Reproduce the part of the entries that opens with the line containing "Objective — one dot per instance of the sky." and runs through the end of the entries, including every request line, shifting each coordinate value in the answers by +63.

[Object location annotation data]
+---+
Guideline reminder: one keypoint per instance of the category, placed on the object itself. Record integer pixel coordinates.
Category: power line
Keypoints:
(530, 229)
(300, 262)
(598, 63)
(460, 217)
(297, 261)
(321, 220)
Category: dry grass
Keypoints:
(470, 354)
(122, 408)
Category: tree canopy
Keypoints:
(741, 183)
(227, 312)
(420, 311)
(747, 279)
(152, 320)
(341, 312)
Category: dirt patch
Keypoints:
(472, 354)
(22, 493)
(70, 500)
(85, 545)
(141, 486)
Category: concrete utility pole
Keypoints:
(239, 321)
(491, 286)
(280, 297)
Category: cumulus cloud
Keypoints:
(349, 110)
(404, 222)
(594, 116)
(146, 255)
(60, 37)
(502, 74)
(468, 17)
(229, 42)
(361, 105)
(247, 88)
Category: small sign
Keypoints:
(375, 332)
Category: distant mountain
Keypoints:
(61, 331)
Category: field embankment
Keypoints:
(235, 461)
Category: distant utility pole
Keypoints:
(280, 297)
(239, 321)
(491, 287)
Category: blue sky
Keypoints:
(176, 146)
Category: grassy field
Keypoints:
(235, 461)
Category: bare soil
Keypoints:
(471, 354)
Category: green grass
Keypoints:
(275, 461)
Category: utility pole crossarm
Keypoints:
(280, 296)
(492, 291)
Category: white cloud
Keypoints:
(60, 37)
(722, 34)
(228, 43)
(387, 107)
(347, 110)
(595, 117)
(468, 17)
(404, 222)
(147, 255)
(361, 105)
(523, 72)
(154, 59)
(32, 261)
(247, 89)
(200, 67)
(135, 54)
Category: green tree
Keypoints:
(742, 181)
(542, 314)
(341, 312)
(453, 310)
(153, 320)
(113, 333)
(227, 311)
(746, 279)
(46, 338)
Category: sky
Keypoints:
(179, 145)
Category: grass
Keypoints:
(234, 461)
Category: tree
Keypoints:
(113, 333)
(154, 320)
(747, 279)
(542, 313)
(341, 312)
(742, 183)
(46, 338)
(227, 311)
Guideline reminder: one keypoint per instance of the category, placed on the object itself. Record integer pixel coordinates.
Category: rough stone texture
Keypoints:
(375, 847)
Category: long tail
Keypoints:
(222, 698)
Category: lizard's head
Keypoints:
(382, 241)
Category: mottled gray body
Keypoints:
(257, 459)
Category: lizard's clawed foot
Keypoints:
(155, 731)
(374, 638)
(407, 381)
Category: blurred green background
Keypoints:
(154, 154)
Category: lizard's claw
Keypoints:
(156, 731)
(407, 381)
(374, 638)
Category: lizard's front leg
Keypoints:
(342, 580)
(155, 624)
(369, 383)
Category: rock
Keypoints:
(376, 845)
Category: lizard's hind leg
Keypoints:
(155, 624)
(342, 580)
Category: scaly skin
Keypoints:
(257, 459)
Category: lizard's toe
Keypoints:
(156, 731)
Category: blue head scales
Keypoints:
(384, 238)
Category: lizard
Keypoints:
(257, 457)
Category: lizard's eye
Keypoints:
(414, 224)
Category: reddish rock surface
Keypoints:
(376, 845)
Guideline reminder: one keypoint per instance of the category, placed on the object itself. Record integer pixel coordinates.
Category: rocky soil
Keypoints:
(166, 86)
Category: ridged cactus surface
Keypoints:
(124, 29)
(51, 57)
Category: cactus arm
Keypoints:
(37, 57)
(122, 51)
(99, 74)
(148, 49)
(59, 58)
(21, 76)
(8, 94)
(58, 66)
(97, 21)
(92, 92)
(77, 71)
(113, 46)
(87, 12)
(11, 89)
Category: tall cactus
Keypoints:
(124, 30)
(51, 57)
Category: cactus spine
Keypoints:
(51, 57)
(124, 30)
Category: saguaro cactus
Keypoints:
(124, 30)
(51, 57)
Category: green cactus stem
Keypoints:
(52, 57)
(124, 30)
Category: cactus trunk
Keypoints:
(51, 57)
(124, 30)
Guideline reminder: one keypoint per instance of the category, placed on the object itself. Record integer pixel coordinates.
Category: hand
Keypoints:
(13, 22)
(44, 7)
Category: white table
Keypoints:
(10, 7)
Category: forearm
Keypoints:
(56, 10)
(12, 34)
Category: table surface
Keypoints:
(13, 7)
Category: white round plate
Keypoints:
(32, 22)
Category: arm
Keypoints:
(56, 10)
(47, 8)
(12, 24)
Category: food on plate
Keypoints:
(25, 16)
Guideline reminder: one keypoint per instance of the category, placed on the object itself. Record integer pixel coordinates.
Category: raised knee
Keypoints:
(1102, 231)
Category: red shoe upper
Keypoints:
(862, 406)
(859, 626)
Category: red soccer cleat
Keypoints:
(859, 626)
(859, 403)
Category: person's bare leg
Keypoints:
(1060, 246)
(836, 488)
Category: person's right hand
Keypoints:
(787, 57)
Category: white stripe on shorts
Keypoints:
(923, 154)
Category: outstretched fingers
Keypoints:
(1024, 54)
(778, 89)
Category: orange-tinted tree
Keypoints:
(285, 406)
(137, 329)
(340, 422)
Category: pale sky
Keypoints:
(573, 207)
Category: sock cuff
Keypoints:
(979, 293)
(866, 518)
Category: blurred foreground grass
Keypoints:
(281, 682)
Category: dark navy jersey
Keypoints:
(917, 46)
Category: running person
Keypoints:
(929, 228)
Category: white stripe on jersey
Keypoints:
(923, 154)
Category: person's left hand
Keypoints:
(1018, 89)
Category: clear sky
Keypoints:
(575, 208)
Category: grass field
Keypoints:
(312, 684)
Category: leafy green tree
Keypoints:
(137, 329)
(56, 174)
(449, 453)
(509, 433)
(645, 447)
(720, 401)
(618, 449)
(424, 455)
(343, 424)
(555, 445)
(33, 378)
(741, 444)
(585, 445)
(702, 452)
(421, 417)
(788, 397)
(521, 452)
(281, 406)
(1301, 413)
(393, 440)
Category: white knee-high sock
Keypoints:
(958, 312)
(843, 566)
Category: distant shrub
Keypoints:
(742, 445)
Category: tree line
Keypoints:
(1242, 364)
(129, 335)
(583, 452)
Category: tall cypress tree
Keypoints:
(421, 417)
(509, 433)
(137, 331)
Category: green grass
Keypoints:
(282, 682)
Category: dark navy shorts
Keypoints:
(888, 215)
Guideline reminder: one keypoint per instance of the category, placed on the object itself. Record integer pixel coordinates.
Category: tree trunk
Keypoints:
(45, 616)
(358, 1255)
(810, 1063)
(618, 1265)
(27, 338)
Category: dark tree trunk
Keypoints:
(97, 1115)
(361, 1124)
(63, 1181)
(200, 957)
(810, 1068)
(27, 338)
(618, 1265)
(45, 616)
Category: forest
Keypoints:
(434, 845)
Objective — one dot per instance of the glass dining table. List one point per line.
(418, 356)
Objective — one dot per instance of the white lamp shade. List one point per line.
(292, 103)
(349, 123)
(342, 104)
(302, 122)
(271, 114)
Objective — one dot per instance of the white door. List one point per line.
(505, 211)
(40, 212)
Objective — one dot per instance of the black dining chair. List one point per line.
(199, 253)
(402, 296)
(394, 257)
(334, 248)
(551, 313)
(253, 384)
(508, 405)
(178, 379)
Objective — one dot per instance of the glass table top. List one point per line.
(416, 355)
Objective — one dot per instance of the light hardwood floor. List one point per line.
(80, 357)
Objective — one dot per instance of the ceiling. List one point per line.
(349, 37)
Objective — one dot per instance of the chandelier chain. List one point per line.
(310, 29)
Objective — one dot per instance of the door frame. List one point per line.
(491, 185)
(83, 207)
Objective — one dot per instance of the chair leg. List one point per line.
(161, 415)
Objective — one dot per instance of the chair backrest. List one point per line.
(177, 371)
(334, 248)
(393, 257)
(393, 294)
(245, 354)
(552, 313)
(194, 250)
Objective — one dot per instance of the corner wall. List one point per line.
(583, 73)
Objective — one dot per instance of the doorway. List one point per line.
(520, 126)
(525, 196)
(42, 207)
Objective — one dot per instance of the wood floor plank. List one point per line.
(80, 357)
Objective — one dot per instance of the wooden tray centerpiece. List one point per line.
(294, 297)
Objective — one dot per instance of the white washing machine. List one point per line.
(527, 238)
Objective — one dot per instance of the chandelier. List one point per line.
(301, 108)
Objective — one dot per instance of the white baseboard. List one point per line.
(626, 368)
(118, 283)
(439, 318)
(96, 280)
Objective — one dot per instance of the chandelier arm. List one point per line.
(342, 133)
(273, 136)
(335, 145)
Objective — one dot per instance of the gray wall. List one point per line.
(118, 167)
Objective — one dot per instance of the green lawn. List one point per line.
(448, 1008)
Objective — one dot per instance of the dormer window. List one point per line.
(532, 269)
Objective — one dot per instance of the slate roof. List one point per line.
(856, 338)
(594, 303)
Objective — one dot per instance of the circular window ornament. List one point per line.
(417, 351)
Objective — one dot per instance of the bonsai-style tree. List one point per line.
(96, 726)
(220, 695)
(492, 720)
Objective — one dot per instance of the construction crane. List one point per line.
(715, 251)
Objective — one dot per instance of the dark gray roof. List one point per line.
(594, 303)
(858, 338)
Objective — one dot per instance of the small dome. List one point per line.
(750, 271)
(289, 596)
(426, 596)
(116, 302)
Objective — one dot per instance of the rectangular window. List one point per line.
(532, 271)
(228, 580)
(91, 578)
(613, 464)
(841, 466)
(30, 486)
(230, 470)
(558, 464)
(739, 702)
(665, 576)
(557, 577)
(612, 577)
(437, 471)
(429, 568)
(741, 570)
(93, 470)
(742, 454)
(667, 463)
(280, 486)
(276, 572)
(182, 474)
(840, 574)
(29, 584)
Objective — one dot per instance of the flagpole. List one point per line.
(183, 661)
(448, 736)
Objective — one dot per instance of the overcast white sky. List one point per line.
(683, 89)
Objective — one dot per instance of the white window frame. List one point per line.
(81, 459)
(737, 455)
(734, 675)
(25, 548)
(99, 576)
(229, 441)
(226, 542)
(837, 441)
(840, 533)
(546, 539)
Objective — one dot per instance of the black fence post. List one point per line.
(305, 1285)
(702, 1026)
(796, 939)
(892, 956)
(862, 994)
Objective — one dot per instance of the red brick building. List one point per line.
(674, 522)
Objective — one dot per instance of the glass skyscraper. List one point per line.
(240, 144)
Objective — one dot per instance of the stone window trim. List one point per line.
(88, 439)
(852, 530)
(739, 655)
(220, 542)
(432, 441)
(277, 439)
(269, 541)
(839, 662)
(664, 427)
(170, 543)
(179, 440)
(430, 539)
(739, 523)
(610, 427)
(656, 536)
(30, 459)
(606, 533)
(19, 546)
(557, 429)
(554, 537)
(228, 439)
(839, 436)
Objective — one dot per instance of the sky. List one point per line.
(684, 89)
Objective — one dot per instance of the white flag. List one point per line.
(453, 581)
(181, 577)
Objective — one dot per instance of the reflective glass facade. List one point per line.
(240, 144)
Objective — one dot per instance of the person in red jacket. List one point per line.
+---+
**Written solution:**
Objective — one dot per instance of the sky. List one point per line.
(747, 152)
Objective — one dot per instance of the white flag. List one point per line.
(516, 644)
(244, 640)
Objective — one dot per instance of the reflective glass facade. List one point per line.
(303, 207)
Objective — one dot per instance of the person in red jacket. List one point per line.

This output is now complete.